**Okuma metni**
"""

Adalet ve Kalkınma Partisi'nde yıllardır siyaset yapan, Odunpazarı ve Büyükşehir Belediyesi'nde "Grup Başkan vekili" görevini üstlenmiş, işadamı Murat Özcan'dan bahsediyorum...
Bir süredir, yani yaklaşık 3 aydır, birileri tarafından yüksek düzeyde saldırı ve iftira yağmuruna tutuluyor. İlk başlarda bu saldırıya partisinin içinden de birkaç kişi katılmak istedi, ancak gerekli yerlerden ağızlarının paylarını almış olacaklar ki şimdilerde pek konuşamıyorlar.
Beri yandan saldırı ve iftiraların hangi gazeteciler aracılığıyla piyasaya sürüldüğüne dikkatle bakanlar, saldırı kaynağını rahatça tespit edebilir...
Murat Özcan, doğru düzgün siyaset yapan, ağzından çıkanı kulağı duyan, insan ilişkilerine önem veren bir kişi. Hani derler ya "Eskişehir siyaseti, doğru düzgün siyasetçi üretemiyor" diye, bu sözü boşa çıkaran kişilerden biri...
İl Başkan vekilliği yaptığı dönemlerden başlayarak parti içinde de kendisini rakip olarak gören kişiler tarafından eleştirildi ve tabii bu siyasetin doğasında var, hiçbirine takılmadı millet. Ve fakat son zamanlarda eleştiri sınırını aşan, saldırı ve iftiraya uzanan 'çalışmalar' herkesin dikkatini çekti. Şimdilerde en çok "Murat Özcan adam gibi adamdır, yalnız değildir" cümlesini duyuyorum...

"""

**Yapılacaklar**
[1] Okuma metnine göre, Murat Özcan'ın parti içinde rakip olarak görülmesinden doğan eleştirilere kimse takılmadı. Metin bunun nedenini ne olarak gösteriyor?
[2] Okuma metnine göre aşağıdaki soruları yanıtlayın:
(a) Murat Özcan, "Grup Başkan vekili" görevini hangi belediyelerde üstlendi?
(b) Murat Özcan'a yönelik saldırı ve iftiralar yaklaşık ne kadar süredir devam ediyor?
(c) Yazarın şimdilerde en çok duyduğunu söylediği cümle nedir?

**Gösterilen veriler**
"""

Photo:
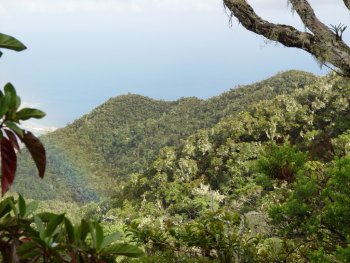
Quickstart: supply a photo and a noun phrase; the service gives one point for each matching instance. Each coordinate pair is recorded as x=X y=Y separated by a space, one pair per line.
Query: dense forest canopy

"""

**Cevaplar aşağıda**
[1] Metin, bu tür eleştirilerin siyasetin doğasında olduğunu söylüyor. Bu yüzden kimse bunlara takılmadı. Dikkati çeken, son zamanlarda eleştiri sınırını aşıp saldırı ve iftiraya varan "çalışmalar" oldu.

[2]
(a) Odunpazarı Belediyesi'nde ve Büyükşehir Belediyesi'nde.
(b) Yaklaşık 3 aydır.
(c) "Murat Özcan adam gibi adamdır, yalnız değildir."